- [Stored data entries]
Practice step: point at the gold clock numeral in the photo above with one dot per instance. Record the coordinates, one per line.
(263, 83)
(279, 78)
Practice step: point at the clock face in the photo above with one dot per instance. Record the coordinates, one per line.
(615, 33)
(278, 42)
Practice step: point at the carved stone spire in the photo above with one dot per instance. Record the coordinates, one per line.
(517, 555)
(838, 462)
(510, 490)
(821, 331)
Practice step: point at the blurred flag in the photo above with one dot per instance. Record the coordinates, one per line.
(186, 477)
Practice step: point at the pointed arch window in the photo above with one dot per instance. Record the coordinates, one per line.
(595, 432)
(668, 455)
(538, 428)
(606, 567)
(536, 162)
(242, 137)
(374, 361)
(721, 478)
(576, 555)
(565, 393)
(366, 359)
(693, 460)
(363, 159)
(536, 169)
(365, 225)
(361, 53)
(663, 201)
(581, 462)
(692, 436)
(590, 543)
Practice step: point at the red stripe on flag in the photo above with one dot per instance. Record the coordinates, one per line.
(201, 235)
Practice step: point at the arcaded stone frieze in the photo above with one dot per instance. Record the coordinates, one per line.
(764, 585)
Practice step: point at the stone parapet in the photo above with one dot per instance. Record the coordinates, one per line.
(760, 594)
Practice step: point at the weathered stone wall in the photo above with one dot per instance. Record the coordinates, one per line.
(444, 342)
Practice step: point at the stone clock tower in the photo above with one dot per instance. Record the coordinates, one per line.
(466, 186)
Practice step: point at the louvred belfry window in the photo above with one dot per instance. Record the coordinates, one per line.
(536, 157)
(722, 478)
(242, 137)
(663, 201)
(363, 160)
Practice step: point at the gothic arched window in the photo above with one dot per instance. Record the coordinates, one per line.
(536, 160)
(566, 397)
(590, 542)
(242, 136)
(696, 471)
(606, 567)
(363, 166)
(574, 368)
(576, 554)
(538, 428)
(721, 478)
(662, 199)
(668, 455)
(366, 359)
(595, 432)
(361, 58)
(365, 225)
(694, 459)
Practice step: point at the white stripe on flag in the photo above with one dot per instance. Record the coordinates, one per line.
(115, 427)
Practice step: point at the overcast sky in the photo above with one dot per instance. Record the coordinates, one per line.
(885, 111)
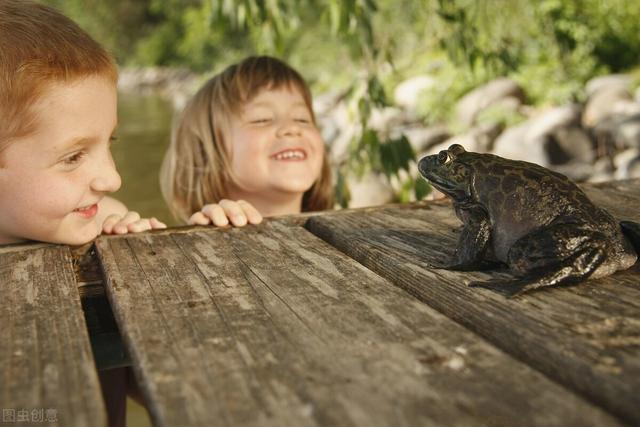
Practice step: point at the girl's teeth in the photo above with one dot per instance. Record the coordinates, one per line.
(289, 155)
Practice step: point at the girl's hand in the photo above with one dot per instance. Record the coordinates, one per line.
(238, 213)
(130, 222)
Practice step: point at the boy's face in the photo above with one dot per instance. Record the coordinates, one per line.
(275, 146)
(52, 180)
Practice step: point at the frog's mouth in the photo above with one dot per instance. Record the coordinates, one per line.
(427, 166)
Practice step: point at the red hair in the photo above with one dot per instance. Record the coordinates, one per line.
(39, 46)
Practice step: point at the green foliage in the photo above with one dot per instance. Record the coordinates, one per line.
(364, 47)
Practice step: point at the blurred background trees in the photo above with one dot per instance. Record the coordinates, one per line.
(363, 48)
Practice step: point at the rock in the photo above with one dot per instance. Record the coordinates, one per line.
(627, 164)
(407, 93)
(608, 82)
(600, 106)
(482, 97)
(422, 138)
(550, 120)
(603, 170)
(370, 190)
(575, 170)
(626, 132)
(539, 139)
(572, 143)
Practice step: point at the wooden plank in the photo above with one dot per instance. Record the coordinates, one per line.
(586, 337)
(271, 326)
(106, 343)
(46, 366)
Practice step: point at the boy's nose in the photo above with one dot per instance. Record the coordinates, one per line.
(289, 127)
(107, 179)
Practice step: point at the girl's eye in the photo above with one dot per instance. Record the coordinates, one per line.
(74, 158)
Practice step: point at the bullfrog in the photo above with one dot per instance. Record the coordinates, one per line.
(534, 220)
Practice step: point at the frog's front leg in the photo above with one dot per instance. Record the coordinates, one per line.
(558, 255)
(473, 242)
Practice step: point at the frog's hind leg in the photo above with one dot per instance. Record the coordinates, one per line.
(559, 255)
(581, 266)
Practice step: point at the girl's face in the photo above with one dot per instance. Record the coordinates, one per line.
(52, 180)
(276, 149)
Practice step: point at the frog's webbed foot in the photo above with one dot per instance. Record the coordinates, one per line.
(632, 231)
(467, 266)
(509, 287)
(581, 266)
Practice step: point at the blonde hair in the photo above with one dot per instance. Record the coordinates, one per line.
(40, 46)
(197, 167)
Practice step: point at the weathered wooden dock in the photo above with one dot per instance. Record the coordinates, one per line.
(316, 320)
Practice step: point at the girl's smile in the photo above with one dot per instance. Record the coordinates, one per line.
(276, 150)
(290, 154)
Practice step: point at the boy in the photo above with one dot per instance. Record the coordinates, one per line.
(58, 115)
(57, 118)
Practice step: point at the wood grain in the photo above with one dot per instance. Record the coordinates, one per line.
(271, 326)
(586, 337)
(45, 357)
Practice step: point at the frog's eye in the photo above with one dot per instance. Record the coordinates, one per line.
(443, 157)
(456, 149)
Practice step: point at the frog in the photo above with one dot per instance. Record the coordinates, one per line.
(535, 221)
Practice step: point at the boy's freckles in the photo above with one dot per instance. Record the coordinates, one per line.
(43, 187)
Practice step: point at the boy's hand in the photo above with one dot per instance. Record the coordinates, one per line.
(129, 223)
(238, 213)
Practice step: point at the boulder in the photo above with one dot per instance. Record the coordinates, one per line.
(626, 132)
(603, 170)
(572, 143)
(602, 105)
(627, 164)
(470, 105)
(370, 190)
(540, 140)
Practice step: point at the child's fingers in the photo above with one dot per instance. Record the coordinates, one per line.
(142, 224)
(234, 212)
(252, 214)
(216, 214)
(155, 224)
(199, 218)
(122, 226)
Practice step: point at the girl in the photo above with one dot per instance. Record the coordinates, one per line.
(247, 146)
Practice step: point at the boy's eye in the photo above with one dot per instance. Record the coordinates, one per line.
(74, 158)
(260, 120)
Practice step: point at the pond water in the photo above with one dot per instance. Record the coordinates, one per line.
(143, 136)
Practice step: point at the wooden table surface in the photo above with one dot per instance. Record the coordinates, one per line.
(321, 320)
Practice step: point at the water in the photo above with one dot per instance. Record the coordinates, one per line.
(143, 136)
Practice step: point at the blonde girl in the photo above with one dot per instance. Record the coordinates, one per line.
(246, 147)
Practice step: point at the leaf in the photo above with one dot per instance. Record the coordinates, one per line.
(421, 188)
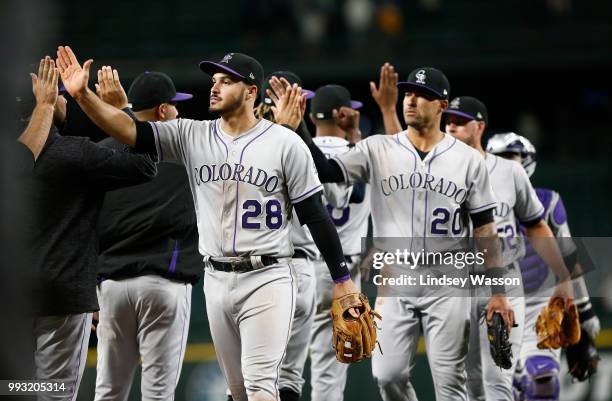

- [ABOUT THIS TASK] Retype the entries verbatim and drop the pictures.

- [SOLUTION TO THIS EXERCISE]
Practice step: point at the gold clock numeral in the photo above with one dot per instance. Record the coordinates, one per line.
(263, 83)
(279, 78)
Practice step: point at the clock face in the photo above with one dot per instance. Record the coordinates, one per line.
(615, 33)
(278, 42)
Practice step: point at the carved stone spire in the photo above with one dot per instance. Record the coordinates, one per line.
(517, 555)
(838, 462)
(510, 490)
(821, 331)
Practice step: point at the blurred flag in the photo above with one dot per instance. Record the coordinates, one per line.
(186, 477)
Practice step: point at the pointed arch window in the photo above with one dot per instance. Record the coordinates, one per line.
(595, 432)
(668, 455)
(538, 428)
(606, 567)
(536, 162)
(242, 137)
(374, 361)
(721, 478)
(576, 555)
(565, 393)
(366, 359)
(693, 460)
(363, 159)
(536, 169)
(365, 225)
(361, 53)
(663, 201)
(581, 462)
(692, 436)
(590, 543)
Practice step: point at the red stripe on flag in the photo above with one dot per instance. Record the coordinates, one per line.
(201, 235)
Practice step: point at the arcaded stone frieze in the photo above with one dot per instance. Record the coordinates, one per line.
(764, 585)
Practice step: point at the stone parapet in the photo above with one dot per instance. Record the coordinates, one per line.
(760, 594)
Practice step: point at the weathered stone wall in the photo above with one dot per instance. Record the coordinates, one per line.
(444, 342)
Practice step: point at the stone clock tower in the photo above with one dot per instance. Record the coordinates, one per line.
(466, 186)
Practice step: point at the louvred belfry window in the photo above with one dot per instance. Record the coordinates, one per line.
(536, 157)
(722, 478)
(242, 137)
(663, 201)
(363, 160)
Practice step: point at the gothic arched window in the photo above with one dot per instance. Record the coordinates, one per line.
(536, 160)
(566, 397)
(590, 542)
(242, 136)
(696, 471)
(606, 567)
(363, 166)
(574, 368)
(576, 554)
(538, 428)
(721, 478)
(662, 199)
(668, 455)
(366, 359)
(595, 432)
(361, 58)
(365, 225)
(694, 459)
Practice step: point at the white stripe on flag in the photo above with one dot per instance. Record the coordinates, one per line.
(115, 427)
Practice step: point at the overcast sky in the photo above with one dot per instance. Record the coordinates, one per line.
(885, 111)
Practice step: point at the girl's teeth in the photo above with one dot per instance. Record the coordinates, one per line.
(289, 155)
Practice step: point at the girl's hand in the photo above with one dot per instance. Record the coordinates, one per line.
(238, 213)
(130, 222)
Practice step: point at the boy's face in the photo above with one dot per instance. Record the coordinates, one per line.
(275, 146)
(52, 180)
Practice step: point at the frog's mouth in the photo above with one dot per instance. Record the coordinates, one per line.
(427, 166)
Practice step: point at the red hair in the photo above with one dot per instance. Record the coordinates, one per line.
(39, 46)
Practice step: point at the green foliage in the photo above with one dot per instance. Record the coordinates, one per line.
(364, 47)
Practice step: point at the blurred background trees in the photo above with one dot per instance. Record the coordinates, one per line.
(363, 48)
Practice step: point at the rock in the photo above with one dot per instance. Record the coordinates, one per line.
(627, 164)
(407, 93)
(608, 82)
(600, 106)
(482, 97)
(422, 138)
(550, 120)
(603, 170)
(370, 190)
(575, 170)
(626, 132)
(539, 139)
(572, 143)
Practice step: point at the wooden plank in the photo above with one dot per instance. Record the coordinates, one per line.
(586, 337)
(271, 326)
(106, 343)
(46, 366)
Practice step: point at the boy's nose in the photo above with one dot per instance. Record the coordinates, one per line.
(289, 127)
(107, 179)
Practice step: point at the girl's eye in the photo above with one dot per instance. Record the coordinates, one per line.
(74, 158)
Practice step: point at the bullfrog in the photo above with one dot per instance. Record the coordinates, one per line.
(534, 220)
Practice step: point at the frog's front leg in the photo above with one dot per instance. Record the coordinates, one per line.
(558, 255)
(473, 242)
Practice step: point at the frog's hind leg in the photo above with one dot per instance. Record the coordinates, one per line.
(559, 255)
(581, 266)
Practice step: point at the girl's face in the photo above with one dot per instance. Record the coordinates, one per line.
(52, 180)
(276, 149)
Practice step: point at the frog's webbed foot in the photo above with one dot per instance. Record the coordinates, one per line.
(632, 231)
(467, 266)
(509, 287)
(581, 266)
Practice step: point at the blonde hair in the photo above with one dot per instance. Record the coordinates, one per line.
(40, 46)
(197, 167)
Practice step: point at the weathered wooden dock in the photo above with one dot per instance. Record the coordinates, one per line.
(316, 320)
Practice step: point at the girl's smile in the photo above with one dot per instance. Record the coordinates, one per line.
(276, 150)
(290, 154)
Practice step: point at the boy in the photo above with one dot per instance. Record the coordinates, one per line.
(58, 115)
(57, 118)
Practice step: point at the wood grain in the photo above with one dot per instance. Record the coordinates, one per line.
(271, 326)
(586, 337)
(45, 357)
Practice step: point at the frog's eye in the photo above with one dot per instance. Record the coordinates, one per line.
(443, 157)
(456, 149)
Practice step: point at the frog in the photo above with one dot per instance. Record the coordinates, one per line.
(535, 221)
Practice step: point at the boy's freckles in the photo above with one dot per instance. Record the coordinates, one per line.
(43, 187)
Practice step: point at the boy's hand in the photo above with one dot per instance. Record the coordinates, one per line.
(129, 223)
(238, 213)
Practice step: point at the boulder in the photo above with one dot per instance. Record the coordinates, one per line.
(626, 132)
(603, 170)
(572, 143)
(602, 105)
(627, 164)
(470, 105)
(370, 190)
(540, 140)
Practice step: point at the child's fingers in the photo above with one dot per instance. Record the coordinates, one per line.
(142, 224)
(234, 212)
(252, 214)
(216, 214)
(155, 224)
(199, 218)
(122, 226)
Practice step: point at the girl in the photo above with one dot per instance. Record the coordinates, one per line.
(247, 146)
Practice step: point at the boy's eye in the photo above with one dot per instance. Record the coordinates, one per line.
(74, 158)
(260, 120)
Practice step: point at the pond water in the photo above with one dot per instance. Record the coordinates, one per line.
(143, 136)
Practice step: point at the wooden table surface in the photo above with one dot per instance. Record the coordinates, one per line.
(321, 320)
Practice step: point at the water in the photo above with one dot per instance. Record the coordinates, one per line.
(143, 136)
Practice step: point at the blonde girl in the photo above with one dot per instance. Record the coordinates, one per line.
(246, 147)
Practice step: point at the leaf in the photo above with one dot per instance. Record the coordinates, one per line.
(421, 188)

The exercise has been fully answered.